### Challenges
1 - List the song titles named in the text about the Lead Belly guitar lesson below.
2 - According to the text about the Lead Belly guitar lesson below, who discovered Lead Belly?
3 - Carry on the text about the Lead Belly guitar lesson below, picking up after its final sentence.

───── Selected text

Today, Huddie "Lead Belly" Ledbetter (1888-1949) is regarded as one of America’s greatest and most influential folk musicians. Lead Belly and his recordings have been the touchstone and inspiration for thousands of musicians, painters, sculptors, writers and just plain folk. Born before recordings, Lead Belly’s career spanned the era of minstrel shows, the Blues craze of the 1920’s, and the dawn of the singer/songwriter. He was musically influenced by Blind Lemon Jefferson, the most popular solo blues guitarist/vocalist of the 1920’s and his musical and personal influences on Woody Guthrie helped form the way in which all American singer/songwriters write and play to this day. Lead Belly’s repertoire was as varied as a solo musician could hope to encompass.
In this DVD lesson – the first to ever show how Lead Belly played his booming 12-string guitar – Harry Lewman explores the stories behind the songs, and explains in detail the unusual way in which Lead Belly tuned, strung, and played the 12-string guitar. Rare footage of Lead Belly is also featured in this lesson.
Titles include: Where Did You Sleep Last Night, Midnight Special., Goodnight Irene, Good Morning Blues, Bourgeois Blues, Silver City Bound, Fannin Street and You Know I Got To Do It.
81 minutes • Level 2/3 • Detailed tab/music PDF file on the DVD
Review: Yet another in the mega volume series of classic blues player instruction videos from Stefan Grossman's Guitar Workshop. This one features the noted folk/blues 12 string guitarist Lead Belly, whose distinctive picking style influenced many in the folk revival of the sixties. Lead had a posthumous nationwide hit with "Goodnight Irene" when The Weavers covered it-during his life he was a fabled performer in the New York City folk scene with Woody Guthrie and Sonny Terry. He'd been discovered by folk-lorist John Lomax while on a song collecting trip in the south, and went to work for him as a chauffeur upon his parole-which was legendarily gained by a recording that Lomax made of Lead pleading for his freedom. Before his death in 1949 Lead played in Europe and across the US, and made countless recordings for the Library of Congress and Folkways Records.

──────────
───── Data lines

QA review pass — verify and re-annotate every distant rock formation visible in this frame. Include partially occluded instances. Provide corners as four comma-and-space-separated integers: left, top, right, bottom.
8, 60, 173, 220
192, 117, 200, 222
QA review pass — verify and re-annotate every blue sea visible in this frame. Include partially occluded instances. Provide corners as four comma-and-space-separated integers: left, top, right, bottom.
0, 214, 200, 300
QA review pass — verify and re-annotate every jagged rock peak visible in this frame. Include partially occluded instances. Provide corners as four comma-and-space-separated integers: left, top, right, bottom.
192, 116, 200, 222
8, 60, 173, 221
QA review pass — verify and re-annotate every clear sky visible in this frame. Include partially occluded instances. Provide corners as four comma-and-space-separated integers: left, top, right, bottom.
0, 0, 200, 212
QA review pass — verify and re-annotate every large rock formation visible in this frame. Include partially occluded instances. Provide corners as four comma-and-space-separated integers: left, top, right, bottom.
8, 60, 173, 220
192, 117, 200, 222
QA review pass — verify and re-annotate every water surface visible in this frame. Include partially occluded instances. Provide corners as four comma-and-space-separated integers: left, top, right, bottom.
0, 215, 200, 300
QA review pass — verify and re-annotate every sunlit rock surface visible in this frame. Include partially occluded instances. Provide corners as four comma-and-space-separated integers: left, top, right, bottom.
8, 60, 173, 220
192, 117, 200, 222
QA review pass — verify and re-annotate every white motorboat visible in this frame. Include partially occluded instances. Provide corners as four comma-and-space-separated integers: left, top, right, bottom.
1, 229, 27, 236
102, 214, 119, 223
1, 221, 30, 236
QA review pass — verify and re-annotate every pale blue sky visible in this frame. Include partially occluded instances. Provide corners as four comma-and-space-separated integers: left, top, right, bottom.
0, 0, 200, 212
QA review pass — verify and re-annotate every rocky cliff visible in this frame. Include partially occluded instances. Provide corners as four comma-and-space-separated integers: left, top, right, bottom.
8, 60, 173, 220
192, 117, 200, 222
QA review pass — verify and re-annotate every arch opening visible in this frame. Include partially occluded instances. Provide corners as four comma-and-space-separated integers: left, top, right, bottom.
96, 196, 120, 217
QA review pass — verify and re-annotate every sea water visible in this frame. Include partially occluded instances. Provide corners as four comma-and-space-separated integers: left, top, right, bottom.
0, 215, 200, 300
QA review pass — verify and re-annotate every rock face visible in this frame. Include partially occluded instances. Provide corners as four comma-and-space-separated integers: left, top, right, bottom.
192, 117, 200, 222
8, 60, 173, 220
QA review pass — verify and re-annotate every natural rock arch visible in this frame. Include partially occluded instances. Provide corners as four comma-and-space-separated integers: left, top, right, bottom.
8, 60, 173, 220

──────────

### Answers for this exercise
1 -
Where Did You Sleep Last Night
Midnight Special
Goodnight Irene
Good Morning Blues
Bourgeois Blues
Silver City Bound
Fannin Street
You Know I Got To Do It

2 - Folklorist John Lomax, on a song collecting trip in the South.

3 -
This 80 minute video features Harry Lewman explaining eight of Leads tunes, including "Irene" and his hallmark number "Fannin Street." At first glance Lewman seems to be an unlikely candidate to be doing this, he resembles a nervous assistant professor, with a rather generic vocal style. But he does have the playing down, and even comes up with some moves and patterns that were new to picker Dave Ray, whose been playing Lead Belly tunes since 1961. This set is designed for intermediate players; first Lewman performs the tune, then breaks down some of the unusual component parts using split screen, with picking hand shown on one side, fretting hand on the other. Unlike many tapes of this genre, Lewman doesn't go into detail about which finger goes on which fret-you have to pick it up from watching his hands. There are a couple of break-through points made early on. The first is that Lead used quite heavy strings, and tuned the guitar down low-in fact a 4th down from the usual pitch; his E strings are tuned to the B below them. He also explains that Lead used a plastic thumb pick and a metal finger pick to get his heavy boogie bass and syncopated chordal/melody picking. As for innovations, the tab book included was computer generated by using Lead Belly recordings to create MIDI sequences, which were then transcribed.
Following the lessons, there are several tunes "performed" by Leadbelly, including "Gray Goose" and "Pick A Bale Of Cotton". (These were previously seen in another Grossman video, Legends Of Country Blues Guitar, Vol 2".) This color footage was originally shot as silent, Lead was playing along with some previously made recordings, moving his hands and lips in sync. The film lay dormant for years, until Pete Seeger took on the project and managed to sync up (more or less) these tunes. They give a glimpse into the charismatic power that Lead owned.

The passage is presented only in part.